═════ SOURCE DATA

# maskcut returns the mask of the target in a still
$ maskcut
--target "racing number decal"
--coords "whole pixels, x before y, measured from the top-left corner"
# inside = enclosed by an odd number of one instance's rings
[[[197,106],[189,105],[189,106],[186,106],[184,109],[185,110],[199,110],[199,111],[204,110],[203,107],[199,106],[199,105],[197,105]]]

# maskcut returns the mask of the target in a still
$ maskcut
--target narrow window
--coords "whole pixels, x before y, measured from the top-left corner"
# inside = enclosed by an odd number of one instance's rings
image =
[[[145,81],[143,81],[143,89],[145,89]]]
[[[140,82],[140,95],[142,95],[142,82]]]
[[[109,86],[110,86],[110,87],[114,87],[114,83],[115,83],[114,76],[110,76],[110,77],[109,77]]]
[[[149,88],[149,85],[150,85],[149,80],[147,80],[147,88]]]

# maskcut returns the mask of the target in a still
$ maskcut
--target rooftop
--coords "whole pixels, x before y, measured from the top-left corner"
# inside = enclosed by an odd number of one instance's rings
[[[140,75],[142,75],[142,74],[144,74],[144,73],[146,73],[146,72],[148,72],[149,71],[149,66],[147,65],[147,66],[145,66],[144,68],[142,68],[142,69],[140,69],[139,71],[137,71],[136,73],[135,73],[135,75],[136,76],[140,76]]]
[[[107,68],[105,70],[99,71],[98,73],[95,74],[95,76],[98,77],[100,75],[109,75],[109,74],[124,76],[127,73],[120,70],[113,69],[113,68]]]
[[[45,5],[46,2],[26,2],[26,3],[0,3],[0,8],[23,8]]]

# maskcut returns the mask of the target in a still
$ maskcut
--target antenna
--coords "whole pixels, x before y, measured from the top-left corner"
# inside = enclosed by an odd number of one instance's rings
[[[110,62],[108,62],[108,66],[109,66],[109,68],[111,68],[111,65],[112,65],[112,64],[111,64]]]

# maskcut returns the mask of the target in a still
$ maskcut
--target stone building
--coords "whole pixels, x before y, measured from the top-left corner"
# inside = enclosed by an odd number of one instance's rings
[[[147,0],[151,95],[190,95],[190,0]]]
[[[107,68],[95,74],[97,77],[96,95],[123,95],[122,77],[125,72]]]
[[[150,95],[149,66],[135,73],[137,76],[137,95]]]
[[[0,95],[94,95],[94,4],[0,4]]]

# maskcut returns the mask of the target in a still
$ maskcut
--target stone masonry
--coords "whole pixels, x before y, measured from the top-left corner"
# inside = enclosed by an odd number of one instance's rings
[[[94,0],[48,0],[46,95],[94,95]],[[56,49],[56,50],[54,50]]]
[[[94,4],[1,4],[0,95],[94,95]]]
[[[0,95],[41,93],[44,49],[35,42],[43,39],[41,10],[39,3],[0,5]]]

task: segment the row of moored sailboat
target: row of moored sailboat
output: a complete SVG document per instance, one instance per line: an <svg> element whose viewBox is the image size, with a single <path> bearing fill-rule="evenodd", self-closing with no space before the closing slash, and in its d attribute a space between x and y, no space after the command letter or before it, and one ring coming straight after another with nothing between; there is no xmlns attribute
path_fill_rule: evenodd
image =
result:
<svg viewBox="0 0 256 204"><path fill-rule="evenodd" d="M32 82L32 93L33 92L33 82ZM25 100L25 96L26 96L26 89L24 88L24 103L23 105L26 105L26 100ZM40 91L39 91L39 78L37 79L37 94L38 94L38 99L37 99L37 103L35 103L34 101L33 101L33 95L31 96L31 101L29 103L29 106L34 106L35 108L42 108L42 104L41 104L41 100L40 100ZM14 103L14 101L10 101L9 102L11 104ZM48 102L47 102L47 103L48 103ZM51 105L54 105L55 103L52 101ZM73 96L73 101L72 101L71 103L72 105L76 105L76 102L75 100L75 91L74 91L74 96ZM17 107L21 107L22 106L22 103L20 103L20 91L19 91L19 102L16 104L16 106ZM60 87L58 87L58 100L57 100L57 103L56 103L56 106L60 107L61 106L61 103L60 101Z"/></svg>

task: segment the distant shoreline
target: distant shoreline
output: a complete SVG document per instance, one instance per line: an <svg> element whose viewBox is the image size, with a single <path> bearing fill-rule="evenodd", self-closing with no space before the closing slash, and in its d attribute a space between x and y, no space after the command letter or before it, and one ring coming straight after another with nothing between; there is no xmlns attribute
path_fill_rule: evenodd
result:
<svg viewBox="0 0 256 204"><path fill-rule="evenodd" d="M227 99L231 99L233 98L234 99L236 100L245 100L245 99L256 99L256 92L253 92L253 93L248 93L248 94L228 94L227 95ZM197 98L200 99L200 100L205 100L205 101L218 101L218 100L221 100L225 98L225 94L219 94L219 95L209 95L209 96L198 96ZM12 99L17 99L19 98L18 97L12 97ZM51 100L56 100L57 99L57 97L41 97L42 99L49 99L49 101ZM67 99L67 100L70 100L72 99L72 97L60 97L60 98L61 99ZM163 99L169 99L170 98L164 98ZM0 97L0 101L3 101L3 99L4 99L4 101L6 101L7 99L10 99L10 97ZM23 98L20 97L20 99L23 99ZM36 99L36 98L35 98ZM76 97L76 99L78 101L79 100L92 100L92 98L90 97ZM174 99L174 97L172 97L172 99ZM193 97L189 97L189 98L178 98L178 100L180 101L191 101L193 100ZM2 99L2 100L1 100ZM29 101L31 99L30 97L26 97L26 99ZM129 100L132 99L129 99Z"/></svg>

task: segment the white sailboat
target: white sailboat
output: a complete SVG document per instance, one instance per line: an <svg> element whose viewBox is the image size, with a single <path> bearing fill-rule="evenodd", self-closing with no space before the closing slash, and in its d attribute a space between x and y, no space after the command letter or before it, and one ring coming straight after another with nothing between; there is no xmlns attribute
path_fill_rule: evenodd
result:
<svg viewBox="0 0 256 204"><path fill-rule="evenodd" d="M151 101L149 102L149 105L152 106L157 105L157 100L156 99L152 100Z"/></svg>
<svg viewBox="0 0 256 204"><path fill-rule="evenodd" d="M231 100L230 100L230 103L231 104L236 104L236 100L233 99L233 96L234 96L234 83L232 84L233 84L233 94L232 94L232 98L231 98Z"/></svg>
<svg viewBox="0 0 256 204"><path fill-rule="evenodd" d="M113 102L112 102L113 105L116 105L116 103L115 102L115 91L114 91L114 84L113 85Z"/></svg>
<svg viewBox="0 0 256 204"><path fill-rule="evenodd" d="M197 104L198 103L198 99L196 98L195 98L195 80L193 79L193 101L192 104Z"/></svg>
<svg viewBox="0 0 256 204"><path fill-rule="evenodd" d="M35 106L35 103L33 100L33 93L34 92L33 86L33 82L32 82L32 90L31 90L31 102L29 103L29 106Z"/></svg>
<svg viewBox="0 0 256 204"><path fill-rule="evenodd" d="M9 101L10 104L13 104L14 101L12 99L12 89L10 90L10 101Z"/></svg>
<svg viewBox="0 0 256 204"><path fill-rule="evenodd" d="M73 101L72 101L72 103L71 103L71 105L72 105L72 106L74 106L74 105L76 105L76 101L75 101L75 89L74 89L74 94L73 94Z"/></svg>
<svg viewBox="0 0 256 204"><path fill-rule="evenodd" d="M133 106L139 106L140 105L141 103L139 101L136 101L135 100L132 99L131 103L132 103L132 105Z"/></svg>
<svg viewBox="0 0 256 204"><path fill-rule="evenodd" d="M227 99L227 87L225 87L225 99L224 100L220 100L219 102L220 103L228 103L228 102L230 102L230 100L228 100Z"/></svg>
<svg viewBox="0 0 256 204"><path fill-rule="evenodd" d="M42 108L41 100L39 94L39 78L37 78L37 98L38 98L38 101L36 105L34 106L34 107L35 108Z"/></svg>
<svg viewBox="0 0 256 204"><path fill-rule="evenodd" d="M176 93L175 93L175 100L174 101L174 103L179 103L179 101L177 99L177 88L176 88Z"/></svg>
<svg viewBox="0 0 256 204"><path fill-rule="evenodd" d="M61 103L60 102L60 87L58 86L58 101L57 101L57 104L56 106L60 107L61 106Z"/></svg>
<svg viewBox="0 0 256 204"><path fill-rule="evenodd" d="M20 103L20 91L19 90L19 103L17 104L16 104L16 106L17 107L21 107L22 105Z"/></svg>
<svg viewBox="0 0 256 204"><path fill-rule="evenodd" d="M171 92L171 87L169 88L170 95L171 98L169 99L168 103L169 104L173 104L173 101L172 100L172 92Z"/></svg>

══════════

Update everything from the start of the records down to and including the line that contains "[[[149,88],[149,85],[150,85],[149,80],[147,80],[147,88]]]" by replacing "still" with "frame", leaving all else unchanged.

# ANSWER
# maskcut returns the mask of the target in a frame
$ maskcut
--target "racing number decal"
--coords "whole pixels, x before y, measured from the top-left corner"
# inside = enclosed by an odd number of one instance's rings
[[[197,106],[189,105],[189,106],[186,106],[184,109],[185,110],[199,110],[199,111],[204,110],[203,107],[199,106],[199,105],[197,105]]]

# maskcut returns the mask of the target in a frame
$ maskcut
--target narrow window
--coords "whole pixels, x before y, measured from the top-left corner"
# inside = enclosed by an odd number of one instance's rings
image =
[[[145,81],[143,81],[143,89],[145,89]]]
[[[140,82],[140,95],[142,95],[142,82]]]
[[[109,86],[110,86],[110,87],[114,87],[114,83],[115,83],[114,76],[110,76],[110,77],[109,77]]]
[[[149,88],[149,85],[150,85],[149,80],[147,80],[147,88]]]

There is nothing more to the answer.